DESCRIPTION OF THE TASK |
Each line of the records below that contains "asks" needs to be copied.

(Beginning of SOURCE RECORDS)

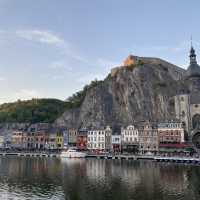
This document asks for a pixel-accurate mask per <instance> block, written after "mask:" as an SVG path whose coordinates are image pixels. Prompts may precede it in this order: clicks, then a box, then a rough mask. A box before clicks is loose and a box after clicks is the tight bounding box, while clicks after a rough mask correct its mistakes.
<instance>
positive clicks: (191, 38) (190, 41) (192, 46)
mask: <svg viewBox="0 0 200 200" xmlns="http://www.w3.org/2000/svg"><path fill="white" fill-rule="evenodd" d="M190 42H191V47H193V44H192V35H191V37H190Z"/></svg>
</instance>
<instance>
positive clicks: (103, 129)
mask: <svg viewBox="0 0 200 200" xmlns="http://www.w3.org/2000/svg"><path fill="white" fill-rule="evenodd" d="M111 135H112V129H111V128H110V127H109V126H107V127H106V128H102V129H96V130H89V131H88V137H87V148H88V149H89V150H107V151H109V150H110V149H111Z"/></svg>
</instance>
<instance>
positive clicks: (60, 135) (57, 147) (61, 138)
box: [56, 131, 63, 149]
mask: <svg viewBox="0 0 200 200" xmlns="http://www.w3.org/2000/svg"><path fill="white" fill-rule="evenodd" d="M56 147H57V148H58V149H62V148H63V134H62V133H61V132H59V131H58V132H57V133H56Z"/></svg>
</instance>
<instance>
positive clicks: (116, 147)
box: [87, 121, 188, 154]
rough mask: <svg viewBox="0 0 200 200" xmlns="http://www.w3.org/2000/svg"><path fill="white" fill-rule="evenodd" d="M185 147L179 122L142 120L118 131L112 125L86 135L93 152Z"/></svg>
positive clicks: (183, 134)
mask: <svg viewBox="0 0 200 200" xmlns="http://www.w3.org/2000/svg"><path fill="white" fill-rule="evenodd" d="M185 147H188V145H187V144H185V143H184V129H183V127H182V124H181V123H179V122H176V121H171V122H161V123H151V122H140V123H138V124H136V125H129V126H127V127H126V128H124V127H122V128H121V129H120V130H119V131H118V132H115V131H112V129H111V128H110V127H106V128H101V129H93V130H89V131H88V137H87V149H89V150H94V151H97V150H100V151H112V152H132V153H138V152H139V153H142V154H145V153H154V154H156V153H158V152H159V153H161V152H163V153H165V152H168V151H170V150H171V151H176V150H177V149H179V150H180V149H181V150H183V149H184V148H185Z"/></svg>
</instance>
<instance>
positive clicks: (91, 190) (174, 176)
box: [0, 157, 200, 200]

(End of SOURCE RECORDS)
(Beginning of SOURCE RECORDS)

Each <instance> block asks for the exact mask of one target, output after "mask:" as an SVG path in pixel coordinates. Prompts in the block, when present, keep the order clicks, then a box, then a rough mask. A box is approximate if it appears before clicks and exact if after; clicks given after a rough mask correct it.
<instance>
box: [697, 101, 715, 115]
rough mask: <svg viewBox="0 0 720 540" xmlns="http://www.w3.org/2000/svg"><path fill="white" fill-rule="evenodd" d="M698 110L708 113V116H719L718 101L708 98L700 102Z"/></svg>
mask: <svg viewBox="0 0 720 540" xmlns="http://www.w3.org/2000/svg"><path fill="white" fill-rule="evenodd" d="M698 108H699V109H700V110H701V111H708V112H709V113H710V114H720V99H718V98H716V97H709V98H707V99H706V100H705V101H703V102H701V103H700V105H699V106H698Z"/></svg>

(End of SOURCE RECORDS)

ANSWER TO THIS EXERCISE |
This document asks for a pixel-accurate mask per <instance> block, written after "mask:" as an SVG path whose coordinates are image pixels. Prompts may precede it in this order: clicks, then a box, then a rough mask. A box before clicks is loose and a box after clicks is the tight bounding box, while clicks after a rough mask correct its mistakes.
Each <instance> block asks for the exact mask of one target, output after "mask:" as an SVG path in pixel coordinates. Prompts in the block, when present, keep the order clicks, then a box, then a rough mask. A box is approximate if it appears before clicks and exact if after; clicks given after a rough mask correct it.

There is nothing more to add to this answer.